◆ PAGE EXCERPT
※
For a company that tries to keep a low profile, Vornado Realty Trust is certainly making a lot of headlines. And most of them involve retail real estate, where the New York-based REIT long ago learned that under every teetering retailer lies a potential goldmine of real estate assets.
Zelig-like, Vornado has popped up in key situations, including the Kmart-Sears. Over three months late last year, Vornado quietly built a 4.3 percent stake in Sears, Roebuck & Co., with an eye toward leveraging the struggling chain's real estate assets. News of its acquisition of Sears shares sent the retailer's stock to its (then) 52-week high. That was just two weeks before Kmart Holding Corp.'s leading shareholder, Eddie Lampert of ESL Investments Inc., announced his plan to buy Sears and, like Vornado, scour the real estate portfolio for opportunities. Vornado's consolation prize: A $114 million profit on its Sears stake.
More recently, Vornado partnered with private equity groups Bain Capital and Kohlberg, Kravis, Roberts & Co. to acquire struggling chain Toy's ‘R’ Us in a $6.6 billion deal, which is also predicated on the value of a 1,500-store portfolio. In April, Vornado paid $113 million for the ritzy retail portion of the former Westburyon Madison Avenue.
※
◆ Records

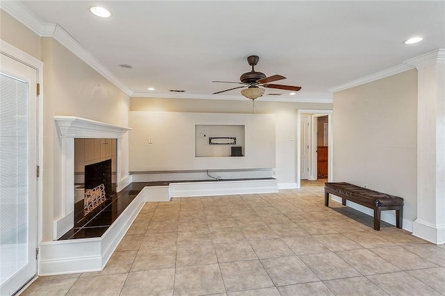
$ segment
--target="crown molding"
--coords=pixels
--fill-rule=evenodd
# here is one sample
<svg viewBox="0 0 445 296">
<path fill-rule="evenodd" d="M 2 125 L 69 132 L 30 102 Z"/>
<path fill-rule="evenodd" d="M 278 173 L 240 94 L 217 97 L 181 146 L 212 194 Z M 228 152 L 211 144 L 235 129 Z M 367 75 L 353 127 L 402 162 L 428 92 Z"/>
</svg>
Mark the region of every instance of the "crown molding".
<svg viewBox="0 0 445 296">
<path fill-rule="evenodd" d="M 210 99 L 210 100 L 227 100 L 227 101 L 245 101 L 248 99 L 239 95 L 221 95 L 221 94 L 156 94 L 147 92 L 134 92 L 131 96 L 134 98 L 154 98 L 154 99 Z M 261 97 L 255 101 L 281 101 L 291 103 L 321 103 L 332 104 L 332 98 L 287 98 L 287 97 L 268 97 L 267 96 Z"/>
<path fill-rule="evenodd" d="M 436 64 L 445 64 L 445 49 L 435 49 L 416 58 L 407 60 L 403 63 L 417 69 Z"/>
<path fill-rule="evenodd" d="M 129 97 L 133 94 L 131 90 L 124 85 L 60 25 L 42 22 L 40 19 L 18 1 L 0 1 L 0 8 L 5 10 L 40 37 L 54 38 Z"/>
<path fill-rule="evenodd" d="M 359 86 L 362 84 L 369 83 L 376 80 L 382 79 L 382 78 L 389 77 L 390 76 L 395 75 L 396 74 L 401 73 L 413 68 L 413 66 L 407 64 L 398 65 L 391 68 L 386 69 L 383 71 L 374 73 L 373 74 L 368 75 L 366 76 L 353 80 L 350 82 L 334 86 L 334 88 L 330 88 L 327 90 L 330 92 L 339 92 L 340 90 L 347 90 L 348 88 L 354 88 L 355 86 Z"/>
<path fill-rule="evenodd" d="M 54 33 L 56 24 L 42 22 L 19 1 L 0 1 L 0 8 L 40 37 L 52 37 Z"/>
<path fill-rule="evenodd" d="M 401 73 L 411 69 L 420 69 L 435 64 L 445 64 L 444 49 L 439 49 L 430 52 L 427 52 L 426 54 L 422 54 L 421 56 L 419 56 L 410 60 L 407 60 L 400 65 L 398 65 L 395 67 L 386 69 L 383 71 L 380 71 L 373 74 L 354 80 L 347 83 L 334 86 L 334 88 L 330 88 L 327 90 L 331 92 L 339 92 L 340 90 L 347 90 L 355 86 L 361 85 L 362 84 L 375 81 L 382 78 L 395 75 L 396 74 Z"/>
<path fill-rule="evenodd" d="M 72 38 L 63 28 L 59 25 L 56 26 L 53 38 L 62 45 L 70 49 L 73 54 L 77 56 L 81 60 L 85 62 L 92 69 L 99 72 L 101 75 L 108 79 L 125 92 L 127 95 L 131 96 L 133 91 L 124 85 L 116 76 L 104 66 L 99 60 L 90 54 L 80 43 Z"/>
</svg>

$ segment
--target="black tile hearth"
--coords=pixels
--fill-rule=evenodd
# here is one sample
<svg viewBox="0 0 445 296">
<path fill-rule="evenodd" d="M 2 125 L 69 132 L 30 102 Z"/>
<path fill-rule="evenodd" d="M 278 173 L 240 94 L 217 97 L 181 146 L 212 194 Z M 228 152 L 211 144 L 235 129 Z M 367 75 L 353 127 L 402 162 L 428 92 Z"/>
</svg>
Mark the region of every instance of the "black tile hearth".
※
◆ GIVEN TASK
Write out the passage of the article on Vornado Realty Trust from "For a company" through "of real estate assets.".

◆ RESULT
For a company that tries to keep a low profile, Vornado Realty Trust is certainly making a lot of headlines. And most of them involve retail real estate, where the New York-based REIT long ago learned that under every teetering retailer lies a potential goldmine of real estate assets.